[begin DOCUMENT EXTRACT]
# Little '66 GTO Drum Brake Question



## take5 (Aug 9, 2009)

Provided the drum brake for a '66 GTO can be machined are the front and rear drum brakes interchangeable?
I am installing front disc brakes and will be cleaning up rear drum brakes.
Thanks to one & all.


----------



## geeteeohguy (Feb 2, 2008)

NO. Different drums completely. If you clean up the rear drums, don't go beyond 9.560" in diameter!!! Also, save the original front spindles and drums to keep the integrity of the car.


----------



## take5 (Aug 9, 2009)

THANKS - I'll hang onto the parts you mentioned for maintaining overall integrity of car.

On another question I would like to get your input.
The original Rally I wheels are on the '66 GTO & prior to this restoration project a cheap set of steel belt radials were installed. Probably no surprise to you but I have learned that these original factory Rally I wheels can't handle steel belt radials. I am replacing these original Rally I wheels with replacements from Year One that look like the original Rally I & can handle radial tire.
Of the 4 original Factory Rally I wheels 1 (one) is cracked.
Should I junk the 1 cracked wheel & keep the other 3 or keep all 4?
Thanks again -


----------



## geeteeohguy (Feb 2, 2008)
[end DOCUMENT EXTRACT]
# TASK PROMPT
Copy the '66 GTO brake thread again from "THANKS - I'll" down to "handle radial tire.", swapping "steel belt radials" for "bias-ply tires" wherever it occurs.
[begin PROVIDED DATA]
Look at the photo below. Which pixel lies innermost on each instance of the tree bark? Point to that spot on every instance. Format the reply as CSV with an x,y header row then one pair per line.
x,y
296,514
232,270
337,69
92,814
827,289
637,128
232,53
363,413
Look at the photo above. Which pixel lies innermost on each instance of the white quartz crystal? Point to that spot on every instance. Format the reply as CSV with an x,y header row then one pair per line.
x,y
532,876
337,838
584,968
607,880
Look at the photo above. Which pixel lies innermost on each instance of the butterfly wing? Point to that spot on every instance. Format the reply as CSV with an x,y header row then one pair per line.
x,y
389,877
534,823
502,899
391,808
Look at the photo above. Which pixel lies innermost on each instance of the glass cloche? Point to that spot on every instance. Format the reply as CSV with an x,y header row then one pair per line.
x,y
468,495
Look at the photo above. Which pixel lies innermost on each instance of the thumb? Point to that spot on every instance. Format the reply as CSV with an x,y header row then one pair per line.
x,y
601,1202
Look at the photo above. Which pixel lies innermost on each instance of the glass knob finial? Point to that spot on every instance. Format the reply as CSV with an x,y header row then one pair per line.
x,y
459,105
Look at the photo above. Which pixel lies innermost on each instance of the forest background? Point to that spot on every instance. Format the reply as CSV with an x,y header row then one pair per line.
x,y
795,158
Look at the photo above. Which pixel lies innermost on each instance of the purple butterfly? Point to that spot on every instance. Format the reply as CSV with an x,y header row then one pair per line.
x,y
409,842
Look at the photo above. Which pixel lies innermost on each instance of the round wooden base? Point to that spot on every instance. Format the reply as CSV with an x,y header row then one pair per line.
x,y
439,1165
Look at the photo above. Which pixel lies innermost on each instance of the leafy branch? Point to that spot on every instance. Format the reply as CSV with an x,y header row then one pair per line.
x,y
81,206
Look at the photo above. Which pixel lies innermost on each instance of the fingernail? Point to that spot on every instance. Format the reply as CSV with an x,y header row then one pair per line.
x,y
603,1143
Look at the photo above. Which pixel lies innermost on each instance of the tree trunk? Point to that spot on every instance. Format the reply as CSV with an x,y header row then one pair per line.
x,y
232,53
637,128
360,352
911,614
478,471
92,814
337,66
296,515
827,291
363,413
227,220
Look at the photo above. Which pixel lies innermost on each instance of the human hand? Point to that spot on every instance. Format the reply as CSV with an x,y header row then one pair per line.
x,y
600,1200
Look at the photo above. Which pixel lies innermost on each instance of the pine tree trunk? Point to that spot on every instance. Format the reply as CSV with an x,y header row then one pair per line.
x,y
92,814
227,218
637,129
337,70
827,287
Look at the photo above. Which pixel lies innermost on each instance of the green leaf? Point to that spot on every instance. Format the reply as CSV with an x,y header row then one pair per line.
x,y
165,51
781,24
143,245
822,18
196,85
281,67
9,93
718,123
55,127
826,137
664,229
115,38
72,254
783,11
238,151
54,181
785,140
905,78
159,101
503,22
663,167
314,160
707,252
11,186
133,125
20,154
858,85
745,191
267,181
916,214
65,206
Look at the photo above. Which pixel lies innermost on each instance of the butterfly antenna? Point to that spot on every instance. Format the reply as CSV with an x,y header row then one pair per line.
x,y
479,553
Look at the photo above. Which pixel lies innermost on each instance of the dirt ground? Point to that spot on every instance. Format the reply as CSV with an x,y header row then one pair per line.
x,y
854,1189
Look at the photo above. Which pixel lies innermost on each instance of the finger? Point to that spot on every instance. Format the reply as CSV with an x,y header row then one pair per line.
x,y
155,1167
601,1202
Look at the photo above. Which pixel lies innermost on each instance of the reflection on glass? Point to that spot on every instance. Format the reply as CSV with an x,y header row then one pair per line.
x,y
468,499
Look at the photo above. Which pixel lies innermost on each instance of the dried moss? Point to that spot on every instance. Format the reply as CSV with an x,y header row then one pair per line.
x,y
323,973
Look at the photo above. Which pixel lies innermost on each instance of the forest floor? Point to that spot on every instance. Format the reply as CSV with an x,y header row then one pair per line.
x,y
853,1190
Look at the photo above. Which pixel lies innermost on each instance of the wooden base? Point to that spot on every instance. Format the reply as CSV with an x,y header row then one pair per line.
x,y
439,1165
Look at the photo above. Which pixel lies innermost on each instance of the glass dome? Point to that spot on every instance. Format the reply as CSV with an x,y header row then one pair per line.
[end PROVIDED DATA]
# CORRECT RESULT
THANKS - I'll hang onto the parts you mentioned for maintaining overall integrity of car.

On another question I would like to get your input.
The original Rally I wheels are on the '66 GTO & prior to this restoration project a cheap set of bias-ply tires were installed. Probably no surprise to you but I have learned that these original factory Rally I wheels can't handle bias-ply tires. I am replacing these original Rally I wheels with replacements from Year One that look like the original Rally I & can handle radial tire.